** Opening Available data block **
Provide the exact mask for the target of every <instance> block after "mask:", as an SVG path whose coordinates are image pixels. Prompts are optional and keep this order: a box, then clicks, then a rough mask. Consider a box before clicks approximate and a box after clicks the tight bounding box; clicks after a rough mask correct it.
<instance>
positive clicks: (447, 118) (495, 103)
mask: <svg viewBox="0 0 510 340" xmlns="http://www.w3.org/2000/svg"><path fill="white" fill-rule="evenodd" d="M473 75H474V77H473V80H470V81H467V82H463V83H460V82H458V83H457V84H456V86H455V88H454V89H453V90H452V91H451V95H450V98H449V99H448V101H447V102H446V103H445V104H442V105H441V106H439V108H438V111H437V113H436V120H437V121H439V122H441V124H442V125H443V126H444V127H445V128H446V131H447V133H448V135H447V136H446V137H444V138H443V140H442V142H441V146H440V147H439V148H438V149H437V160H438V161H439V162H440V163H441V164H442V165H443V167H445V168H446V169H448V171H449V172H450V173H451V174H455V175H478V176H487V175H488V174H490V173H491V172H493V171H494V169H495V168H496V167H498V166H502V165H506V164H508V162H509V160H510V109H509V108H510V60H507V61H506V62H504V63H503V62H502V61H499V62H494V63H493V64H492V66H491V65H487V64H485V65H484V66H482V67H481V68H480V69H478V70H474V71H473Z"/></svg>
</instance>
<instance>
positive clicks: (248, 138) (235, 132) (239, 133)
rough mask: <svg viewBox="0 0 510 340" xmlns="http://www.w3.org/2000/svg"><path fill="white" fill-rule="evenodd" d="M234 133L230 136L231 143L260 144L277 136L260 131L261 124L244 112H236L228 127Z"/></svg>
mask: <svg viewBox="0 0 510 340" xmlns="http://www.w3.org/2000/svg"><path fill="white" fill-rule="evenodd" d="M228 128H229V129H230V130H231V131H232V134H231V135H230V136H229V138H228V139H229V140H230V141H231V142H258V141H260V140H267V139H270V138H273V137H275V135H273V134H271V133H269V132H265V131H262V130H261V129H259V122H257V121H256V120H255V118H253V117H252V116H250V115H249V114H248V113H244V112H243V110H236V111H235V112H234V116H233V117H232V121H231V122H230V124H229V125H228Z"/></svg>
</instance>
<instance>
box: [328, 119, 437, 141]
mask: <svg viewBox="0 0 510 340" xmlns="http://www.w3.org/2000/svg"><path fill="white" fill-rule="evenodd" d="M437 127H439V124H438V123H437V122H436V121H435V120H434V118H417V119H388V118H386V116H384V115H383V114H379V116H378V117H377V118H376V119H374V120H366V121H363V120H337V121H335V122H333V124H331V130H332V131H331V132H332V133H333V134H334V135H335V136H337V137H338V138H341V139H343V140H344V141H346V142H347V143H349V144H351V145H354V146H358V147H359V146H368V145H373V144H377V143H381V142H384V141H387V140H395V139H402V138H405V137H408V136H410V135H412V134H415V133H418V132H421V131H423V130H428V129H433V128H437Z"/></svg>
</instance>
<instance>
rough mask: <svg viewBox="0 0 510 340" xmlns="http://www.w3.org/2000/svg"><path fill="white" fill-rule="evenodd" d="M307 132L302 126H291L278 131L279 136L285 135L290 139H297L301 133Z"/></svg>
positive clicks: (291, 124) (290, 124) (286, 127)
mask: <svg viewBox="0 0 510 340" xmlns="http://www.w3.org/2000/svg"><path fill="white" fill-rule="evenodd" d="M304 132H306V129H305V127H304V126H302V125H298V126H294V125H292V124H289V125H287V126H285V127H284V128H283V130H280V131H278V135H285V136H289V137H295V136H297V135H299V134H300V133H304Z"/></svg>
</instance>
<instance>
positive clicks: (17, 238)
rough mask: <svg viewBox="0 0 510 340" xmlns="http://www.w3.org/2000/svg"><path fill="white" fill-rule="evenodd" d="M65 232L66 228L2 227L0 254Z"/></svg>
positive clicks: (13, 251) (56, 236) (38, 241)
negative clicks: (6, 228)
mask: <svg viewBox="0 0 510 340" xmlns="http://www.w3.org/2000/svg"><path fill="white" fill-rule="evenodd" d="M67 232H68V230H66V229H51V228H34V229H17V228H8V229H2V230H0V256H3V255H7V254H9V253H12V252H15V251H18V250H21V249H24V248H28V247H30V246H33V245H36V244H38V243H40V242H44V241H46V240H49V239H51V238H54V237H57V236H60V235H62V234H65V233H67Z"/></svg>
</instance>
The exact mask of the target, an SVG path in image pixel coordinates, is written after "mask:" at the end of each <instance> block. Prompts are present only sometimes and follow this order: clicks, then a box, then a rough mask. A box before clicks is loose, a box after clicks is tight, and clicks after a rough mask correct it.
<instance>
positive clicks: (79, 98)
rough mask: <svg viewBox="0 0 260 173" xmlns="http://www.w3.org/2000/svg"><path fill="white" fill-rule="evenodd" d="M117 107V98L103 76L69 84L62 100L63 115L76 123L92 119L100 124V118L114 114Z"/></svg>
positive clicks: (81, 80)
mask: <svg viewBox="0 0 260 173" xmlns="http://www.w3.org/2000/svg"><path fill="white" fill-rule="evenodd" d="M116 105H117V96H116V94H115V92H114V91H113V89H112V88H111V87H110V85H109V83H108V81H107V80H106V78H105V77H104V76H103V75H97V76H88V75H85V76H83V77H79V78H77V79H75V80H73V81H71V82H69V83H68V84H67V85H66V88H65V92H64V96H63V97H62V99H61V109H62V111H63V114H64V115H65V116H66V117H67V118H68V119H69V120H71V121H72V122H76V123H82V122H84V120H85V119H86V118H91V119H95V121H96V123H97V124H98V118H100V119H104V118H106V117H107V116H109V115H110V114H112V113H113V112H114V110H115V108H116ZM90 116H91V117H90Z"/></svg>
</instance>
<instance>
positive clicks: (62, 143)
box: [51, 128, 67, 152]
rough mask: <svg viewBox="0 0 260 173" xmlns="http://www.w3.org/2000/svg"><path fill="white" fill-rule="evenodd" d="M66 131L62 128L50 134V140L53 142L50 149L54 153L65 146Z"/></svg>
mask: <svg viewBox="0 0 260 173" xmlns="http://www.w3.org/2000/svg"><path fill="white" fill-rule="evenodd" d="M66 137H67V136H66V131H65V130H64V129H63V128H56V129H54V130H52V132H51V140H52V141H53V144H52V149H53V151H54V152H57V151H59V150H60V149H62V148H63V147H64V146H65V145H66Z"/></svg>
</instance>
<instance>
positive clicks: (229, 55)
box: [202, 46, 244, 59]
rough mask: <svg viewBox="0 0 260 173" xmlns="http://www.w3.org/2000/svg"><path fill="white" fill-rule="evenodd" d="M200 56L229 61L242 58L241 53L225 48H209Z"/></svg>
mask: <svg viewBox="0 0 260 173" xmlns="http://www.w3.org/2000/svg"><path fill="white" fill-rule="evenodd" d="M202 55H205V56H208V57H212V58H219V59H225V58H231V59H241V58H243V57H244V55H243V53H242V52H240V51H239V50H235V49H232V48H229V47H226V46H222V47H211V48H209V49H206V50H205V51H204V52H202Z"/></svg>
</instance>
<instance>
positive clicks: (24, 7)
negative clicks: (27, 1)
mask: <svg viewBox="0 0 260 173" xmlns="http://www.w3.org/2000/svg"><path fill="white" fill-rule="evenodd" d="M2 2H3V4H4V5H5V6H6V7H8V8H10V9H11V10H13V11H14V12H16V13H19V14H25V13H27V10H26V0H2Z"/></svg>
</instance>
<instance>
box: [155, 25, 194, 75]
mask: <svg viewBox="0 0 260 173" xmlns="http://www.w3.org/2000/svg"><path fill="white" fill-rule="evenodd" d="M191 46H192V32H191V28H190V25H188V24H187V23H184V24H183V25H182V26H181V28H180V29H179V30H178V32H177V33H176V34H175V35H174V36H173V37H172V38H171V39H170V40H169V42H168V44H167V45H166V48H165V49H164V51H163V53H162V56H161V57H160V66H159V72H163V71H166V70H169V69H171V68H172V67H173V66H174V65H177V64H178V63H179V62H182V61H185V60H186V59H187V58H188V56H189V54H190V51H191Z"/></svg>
** Closing Available data block **
**Work request:** Locate each line in the records that contains the string "exact" and copy those lines out.

**Result below:**
Provide the exact mask for the target of every <instance> block after "mask:", as an SVG path whose coordinates are image pixels. Prompts are optional and keep this order: a box, then clicks, then a rough mask. Consider a box before clicks approximate and a box after clicks the tight bounding box; clicks after a rough mask correct it.
The exact mask of the target, an SVG path in image pixel coordinates, is written after "mask:" at the end of each <instance> block. Prompts are present only sometimes and follow this order: clicks, then a box, then a rough mask. A box before clicks is loose, a box after clicks is tight, and clicks after a rough mask correct it.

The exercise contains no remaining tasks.